A cavity formed by a single time delay τ and a single beamsplitter with reflectiveness r .

In this particular example, we use the convention that a beamsplitter has the transfer function

$$\begin{aligned} T_{BS} = \begin{pmatrix} t & -r \\ r & t \end{pmatrix}, \end{aligned}$$

where \(r^{2} + t^{2} =1\), and a time delay of length τ has the transfer function

$$\begin{aligned} T_{\tau}(z) = e^{-\tau z}. \end{aligned}$$

The transfer function of the system drawn in Figure 2 is given by

$$\begin{aligned} T(z) = \frac{ e^{-\tau z} - r}{1-r e^{-\tau z}}. \end{aligned}$$

This transfer function is illustrated in Figure 3(a). The poles \(p_{n}\) for \(n \in\mathbb{Z}\) are found to be

$$\begin{aligned} p_{n} = \frac{1}{\tau} \bigl( \ln(r) + 2 \pi i n \bigr). \end{aligned}$$

Notice that the real part is negative, as it should be for a stable system. Each of the poles in the system here corresponds to a cavity mode. The imaginary part corresponds to the mode frequency and the real part determines the linewidth properties. With this interpretation, we can readily relate the free spectral range to the delay length. In an attempt to approximate the system, we can consider a product of the following form of terms having the same (simple) poles as \(T(z)\), satisfying the unitarity condition, and agreeing in value with \(T(z)\) at \(z = 0\)

$$\begin{aligned} \tilde{T}(z) =-\prod _{n \in\mathbb{Z}}c_{n} \biggl( \frac{z+\overline{p_{n}} }{z-p_{n} } \biggr). \end{aligned}$$

The factors \(c_{n}\) are phases to ensure the convergence of the product. If we evaluate the product as a limit of products \(\tilde{T}_{N}(z)\) as \(N\to\infty\) such that for a fixed N, \(\tilde{T}_{N}(z)\) is a product over \(n=-N,-N+1,\ldots,N-1,N\), we can drop the \(c_{n}\) factors by symmetry considerations.

Figure 3
figure 3

A comparison of two transfer functions as seen in the complex plane. The hue and the brightness correspond to the phase and magnitude, respectively. (a) The transfer function \(T(z) = \frac{ e^{- z} - r}{1-r e^{- z}}\) corresponds to a cavity with \(r = 0.8\) and \(\tau = 1\). (b) The transfer function \(T(z) = \frac{ e^{- z} - r}{1-r e^{- z}} e^{-z}\) in addition to a cavity augments a delay of length τ in sequence with the original cavity system.

One interpretation of each term in the product is the frequency-domain representation of a cavity mode. We can obtain an approximation for \(T(z)\) by truncating the product with a finite number of poles. The resulting rational function can then be interpreted as the transfer function of a finite-dimensional system.

********************

(Given task 1): Summarize the passage on cavity transfer functions in two sentences.
(Given task 2): Transcribe everything in the passage on cavity transfer functions from "A comparison of" down to "a finite-dimensional system.".
(Given task 3): Go on with the passage on cavity transfer functions from the point where it stops.
The rows after this text have nothing to do with it.

********************

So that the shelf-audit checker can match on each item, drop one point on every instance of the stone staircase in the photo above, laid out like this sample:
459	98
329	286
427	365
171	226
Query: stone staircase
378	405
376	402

********************

(Written reply 1): The passage gives the transfer function of a cavity formed by a single time delay and a single beamsplitter, finds its poles, and explains that each pole corresponds to a cavity mode whose imaginary part gives the mode frequency and whose real part determines the linewidth properties. It then approximates this transfer function by a product of terms with the same poles, which can be truncated to a finite number of poles to produce a rational function interpreted as the transfer function of a finite-dimensional system.

(Written reply 2):
A comparison of two transfer functions as seen in the complex plane. The hue and the brightness correspond to the phase and magnitude, respectively. (a) The transfer function \(T(z) = \frac{ e^{- z} - r}{1-r e^{- z}}\) corresponds to a cavity with \(r = 0.8\) and \(\tau = 1\). (b) The transfer function \(T(z) = \frac{ e^{- z} - r}{1-r e^{- z}} e^{-z}\) in addition to a cavity augments a delay of length τ in sequence with the original cavity system.

One interpretation of each term in the product is the frequency-domain representation of a cavity mode. We can obtain an approximation for \(T(z)\) by truncating the product with a finite number of poles. The resulting rational function can then be interpreted as the transfer function of a finite-dimensional system.

(Written reply 3):
Notice that the procedure used to obtain \(\tilde{T}(z)\) does not guarantee that \(\tilde{T}(z) = T(z)\), although this is indeed the case for the example above. In general the procedure above may not capture some of the properties of the system. For example, if we added another delay with no feedback in sequence, we would obtain an additional phase factor dependent on z, while still satisfying the desired properties. For a SISO system satisfying the unitarity constraint with the same root-pole pairs, a phase dependence \(T(z) = \tilde{T}(z) e^{-\alpha z}\) (\(\alpha\ge0\)) is actually the most general modification we might need. For a system satisfying the same conditions but having N input and output ports, the \(e^{-\alpha z}\) term will be replaced by a similar singular function which we will refer to throughout as the singular term (see Section 5.1 for a discussion). An illustration of \(T(z)\) and the transfer function resulting when an additional delay is augmented to the system is illustrated in Figure 3.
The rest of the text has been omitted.